EXERCISE REQUIREMENTS:
Please return each record exactly as it stands.
[THE DATA Boundary: Start]
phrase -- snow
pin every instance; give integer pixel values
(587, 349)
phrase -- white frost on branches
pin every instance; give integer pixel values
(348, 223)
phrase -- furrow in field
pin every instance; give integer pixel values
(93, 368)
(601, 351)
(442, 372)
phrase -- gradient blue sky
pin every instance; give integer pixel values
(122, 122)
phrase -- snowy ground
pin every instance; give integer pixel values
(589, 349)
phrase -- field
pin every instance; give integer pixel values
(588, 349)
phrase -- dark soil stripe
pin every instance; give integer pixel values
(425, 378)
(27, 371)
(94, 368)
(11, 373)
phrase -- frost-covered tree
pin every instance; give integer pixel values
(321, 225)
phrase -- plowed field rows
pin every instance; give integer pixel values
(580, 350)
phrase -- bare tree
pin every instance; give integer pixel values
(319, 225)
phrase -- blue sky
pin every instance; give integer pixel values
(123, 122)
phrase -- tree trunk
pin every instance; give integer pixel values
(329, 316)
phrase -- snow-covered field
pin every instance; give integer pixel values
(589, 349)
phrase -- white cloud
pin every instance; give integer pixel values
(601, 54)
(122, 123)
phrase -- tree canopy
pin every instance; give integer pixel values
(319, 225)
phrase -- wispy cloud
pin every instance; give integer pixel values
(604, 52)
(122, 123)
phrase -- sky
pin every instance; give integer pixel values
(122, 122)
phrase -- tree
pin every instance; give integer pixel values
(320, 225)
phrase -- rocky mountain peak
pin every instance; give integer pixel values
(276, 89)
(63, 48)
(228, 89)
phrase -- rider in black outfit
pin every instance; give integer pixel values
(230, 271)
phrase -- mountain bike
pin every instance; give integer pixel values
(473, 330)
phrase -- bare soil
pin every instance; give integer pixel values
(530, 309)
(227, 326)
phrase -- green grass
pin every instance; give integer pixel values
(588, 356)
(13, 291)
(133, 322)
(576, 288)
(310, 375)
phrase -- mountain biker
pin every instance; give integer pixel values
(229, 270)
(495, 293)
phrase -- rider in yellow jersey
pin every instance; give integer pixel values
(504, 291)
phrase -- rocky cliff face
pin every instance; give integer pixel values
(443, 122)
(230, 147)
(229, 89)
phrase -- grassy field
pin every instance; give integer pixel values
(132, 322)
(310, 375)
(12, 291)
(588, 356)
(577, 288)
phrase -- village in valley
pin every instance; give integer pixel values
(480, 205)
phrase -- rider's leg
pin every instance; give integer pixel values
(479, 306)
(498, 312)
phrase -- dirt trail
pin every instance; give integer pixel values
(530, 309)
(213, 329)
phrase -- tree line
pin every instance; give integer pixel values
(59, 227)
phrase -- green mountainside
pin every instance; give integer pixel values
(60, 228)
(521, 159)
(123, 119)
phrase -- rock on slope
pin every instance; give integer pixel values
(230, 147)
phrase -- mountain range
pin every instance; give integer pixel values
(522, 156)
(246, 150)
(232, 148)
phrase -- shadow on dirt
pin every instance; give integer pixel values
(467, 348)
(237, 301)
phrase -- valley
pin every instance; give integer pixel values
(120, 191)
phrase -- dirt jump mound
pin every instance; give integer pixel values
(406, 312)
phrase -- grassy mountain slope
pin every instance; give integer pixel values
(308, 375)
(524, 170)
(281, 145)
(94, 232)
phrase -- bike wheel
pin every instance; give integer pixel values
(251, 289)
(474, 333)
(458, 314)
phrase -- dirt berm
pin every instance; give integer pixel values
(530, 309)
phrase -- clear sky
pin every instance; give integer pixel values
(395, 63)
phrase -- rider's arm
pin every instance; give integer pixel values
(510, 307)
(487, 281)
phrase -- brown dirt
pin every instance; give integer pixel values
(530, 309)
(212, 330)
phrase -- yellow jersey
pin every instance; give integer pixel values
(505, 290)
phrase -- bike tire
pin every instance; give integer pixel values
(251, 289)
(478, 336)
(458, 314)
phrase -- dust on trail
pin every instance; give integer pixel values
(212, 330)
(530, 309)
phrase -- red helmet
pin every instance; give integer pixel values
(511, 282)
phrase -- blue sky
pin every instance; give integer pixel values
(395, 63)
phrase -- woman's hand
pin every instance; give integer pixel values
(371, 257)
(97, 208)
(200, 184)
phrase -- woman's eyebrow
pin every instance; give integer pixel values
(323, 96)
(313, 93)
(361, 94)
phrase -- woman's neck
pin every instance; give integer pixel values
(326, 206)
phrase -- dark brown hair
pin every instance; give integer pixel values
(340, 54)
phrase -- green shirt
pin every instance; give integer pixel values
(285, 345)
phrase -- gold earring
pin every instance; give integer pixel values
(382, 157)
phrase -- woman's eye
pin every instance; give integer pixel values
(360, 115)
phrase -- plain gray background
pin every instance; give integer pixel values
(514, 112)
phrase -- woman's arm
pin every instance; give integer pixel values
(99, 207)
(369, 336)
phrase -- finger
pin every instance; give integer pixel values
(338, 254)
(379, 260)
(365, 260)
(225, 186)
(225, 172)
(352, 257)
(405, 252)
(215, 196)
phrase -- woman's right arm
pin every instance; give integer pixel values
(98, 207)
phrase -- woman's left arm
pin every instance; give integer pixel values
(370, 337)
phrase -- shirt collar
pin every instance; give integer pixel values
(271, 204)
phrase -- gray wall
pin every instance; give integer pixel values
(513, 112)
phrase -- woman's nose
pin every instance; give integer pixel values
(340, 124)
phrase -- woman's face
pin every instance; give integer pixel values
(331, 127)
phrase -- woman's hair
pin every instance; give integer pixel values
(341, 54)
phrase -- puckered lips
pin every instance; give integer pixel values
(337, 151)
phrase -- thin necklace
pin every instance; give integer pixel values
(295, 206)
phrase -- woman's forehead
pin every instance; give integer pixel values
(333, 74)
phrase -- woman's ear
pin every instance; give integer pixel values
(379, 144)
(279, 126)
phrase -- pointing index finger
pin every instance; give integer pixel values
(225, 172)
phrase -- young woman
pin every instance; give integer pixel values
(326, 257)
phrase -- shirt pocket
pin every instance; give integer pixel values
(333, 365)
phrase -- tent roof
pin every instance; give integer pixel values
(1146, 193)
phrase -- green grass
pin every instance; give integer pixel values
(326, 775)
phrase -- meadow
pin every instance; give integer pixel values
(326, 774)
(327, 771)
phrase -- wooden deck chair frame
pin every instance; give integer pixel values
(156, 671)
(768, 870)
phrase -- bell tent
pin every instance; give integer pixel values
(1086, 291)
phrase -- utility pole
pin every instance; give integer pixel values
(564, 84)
[THE DATA Boundary: End]
RESULT BELOW:
phrase -- snow
pin every instance; give integer pixel values
(587, 349)
phrase -- white frost on branches
pin every instance; give integer pixel values
(348, 223)
phrase -- furrow in field
pin every instance; give integer pixel values
(93, 368)
(601, 351)
(442, 372)
phrase -- gradient blue sky
pin every instance; give integer pixel values
(122, 122)
phrase -- snowy ground
pin every instance; give integer pixel values
(589, 349)
phrase -- field
pin every instance; give integer pixel values
(588, 349)
phrase -- dark soil stripe
pin every instance; give integer pixel values
(425, 378)
(27, 371)
(94, 368)
(11, 373)
phrase -- frost-covered tree
pin every instance; give integer pixel values
(321, 225)
phrase -- plowed field rows
pin every instance; give integer pixel values
(580, 350)
phrase -- bare tree
pin every instance; give integer pixel values
(319, 225)
phrase -- blue sky
pin every instance; give integer pixel values
(123, 122)
phrase -- tree trunk
pin every instance; give integer pixel values
(329, 316)
phrase -- snow-covered field
pin every instance; give integer pixel values
(589, 349)
phrase -- white cloud
pin every instance; give integer pixel values
(601, 54)
(122, 123)
phrase -- tree canopy
pin every instance; give integer pixel values
(319, 225)
phrase -- wispy cloud
pin every instance; give integer pixel values
(604, 52)
(122, 123)
phrase -- sky
pin every instance; give integer pixel values
(122, 122)
phrase -- tree
pin every instance; give integer pixel values
(320, 225)
phrase -- rocky mountain peak
pin every instance; give integer pixel values
(276, 89)
(63, 48)
(228, 89)
phrase -- rider in black outfit
pin every instance; give integer pixel values
(230, 271)
phrase -- mountain bike
pin every instance; give integer pixel values
(473, 330)
phrase -- bare soil
pin every instance; give integer pixel values
(530, 309)
(227, 326)
phrase -- green grass
pin every instance; give integer pixel values
(588, 356)
(13, 291)
(133, 322)
(576, 288)
(310, 375)
phrase -- mountain biker
pin every instance; give integer pixel values
(229, 270)
(495, 293)
phrase -- rider in yellow jersey
pin every instance; give integer pixel values
(504, 291)
phrase -- rocky cliff face
pin every instance; give integer pixel values
(443, 122)
(230, 147)
(229, 89)
phrase -- grassy field
pin every instance; give integer pixel values
(132, 322)
(310, 375)
(12, 291)
(588, 356)
(577, 288)
phrase -- village in valley
pin every instance; give integer pixel values
(480, 205)
phrase -- rider's leg
pin every instance; give integer pixel values
(479, 306)
(498, 312)
phrase -- dirt trail
pin every instance; give integer pixel values
(530, 309)
(213, 329)
phrase -- tree line
pin every instance; give integer pixel values
(59, 227)
phrase -- green mountainside
pin every instance; give integer pixel values
(60, 228)
(521, 159)
(123, 119)
phrase -- rock on slope
pin every instance; give integer pixel values
(230, 147)
phrase -- mountain range
pin every instance; give integer pixel values
(522, 156)
(246, 150)
(232, 148)
phrase -- shadow on dirt
pin every instance; give integer pixel values
(467, 348)
(237, 301)
phrase -- valley
pin every instance; give integer pixel values
(120, 191)
phrase -- dirt jump mound
pin every instance; give integer pixel values
(406, 312)
phrase -- grassy mountain slope
pin every instance; give integer pixel values
(308, 375)
(524, 170)
(281, 145)
(94, 232)
phrase -- bike wheel
pin every instance; give integer pixel values
(251, 289)
(474, 333)
(458, 314)
phrase -- dirt berm
pin every instance; give integer pixel values
(530, 309)
phrase -- clear sky
pin every instance; give integer pixel values
(395, 63)
phrase -- rider's arm
pin every instance; give integer pixel values
(510, 307)
(487, 281)
phrase -- brown dirt
pin every instance; give integer pixel values
(530, 309)
(212, 330)
phrase -- yellow jersey
pin every instance; give integer pixel values
(505, 290)
phrase -- bike tire
pin every instance; give integer pixel values
(251, 289)
(478, 336)
(458, 314)
phrase -- dust on trail
pin every instance; give integer pixel values
(212, 330)
(530, 309)
phrase -- red helmet
pin every instance; give integer pixel values
(511, 282)
phrase -- blue sky
pin every instance; give integer pixel values
(395, 63)
phrase -- woman's hand
pin every instance; give integer pixel values
(371, 257)
(97, 208)
(200, 184)
phrase -- woman's eyebrow
pin every instance; give integer pixel values
(323, 96)
(313, 93)
(361, 94)
phrase -- woman's neck
pin every instance; give integer pixel values
(326, 206)
phrase -- dark brown hair
pin every instance; give integer pixel values
(340, 54)
phrase -- green shirt
pin every instance; give integer pixel values
(285, 345)
phrase -- gold earring
pin every instance; give integer pixel values
(382, 157)
phrase -- woman's eye
pin every instance; give integer pixel values
(360, 115)
phrase -- plain gray background
pin every instance; give integer pixel values
(514, 112)
phrase -- woman's arm
pin every instance; give integer pixel values
(99, 207)
(369, 336)
phrase -- finger
pin every instance; give integer pixel values
(338, 254)
(379, 260)
(365, 260)
(225, 186)
(225, 172)
(352, 257)
(405, 252)
(215, 196)
phrase -- woman's right arm
pin every instance; give integer pixel values
(98, 207)
phrase -- woman's left arm
pin every instance; give integer pixel values
(370, 337)
phrase -- shirt collar
pin every instance; give integer pixel values
(271, 204)
phrase -- gray wall
pin every instance; give integer pixel values
(513, 112)
phrase -- woman's nose
pin every instance; give integer pixel values
(340, 124)
phrase -- woman's face
pin every instance; give integer pixel values
(331, 127)
phrase -- woman's hair
pin every instance; give integer pixel values
(341, 54)
phrase -- puckered lips
pin every instance; give integer pixel values
(337, 151)
phrase -- thin necklace
pin every instance; give integer pixel values
(295, 206)
phrase -- woman's forehead
pin every instance; give integer pixel values
(333, 74)
phrase -- woman's ear
pin every instance; give integer pixel values
(379, 144)
(279, 126)
phrase -- pointing index finger
pin every instance; give integer pixel values
(225, 172)
phrase -- young woman
pin every instance; give integer pixel values
(326, 257)
phrase -- shirt pocket
pin every instance; give integer pixel values
(333, 365)
phrase -- tent roof
pin every instance; give integer pixel values
(1146, 193)
phrase -- green grass
pin every instance; give integer pixel values
(326, 775)
phrase -- meadow
pin every instance; give integer pixel values
(326, 774)
(327, 771)
phrase -- wooden deck chair frame
pin every instance; give integer pixel values
(156, 671)
(768, 870)
phrase -- bell tent
pin every instance; give integer pixel values
(1086, 291)
phrase -- utility pole
pin every instance; give integer pixel values
(564, 84)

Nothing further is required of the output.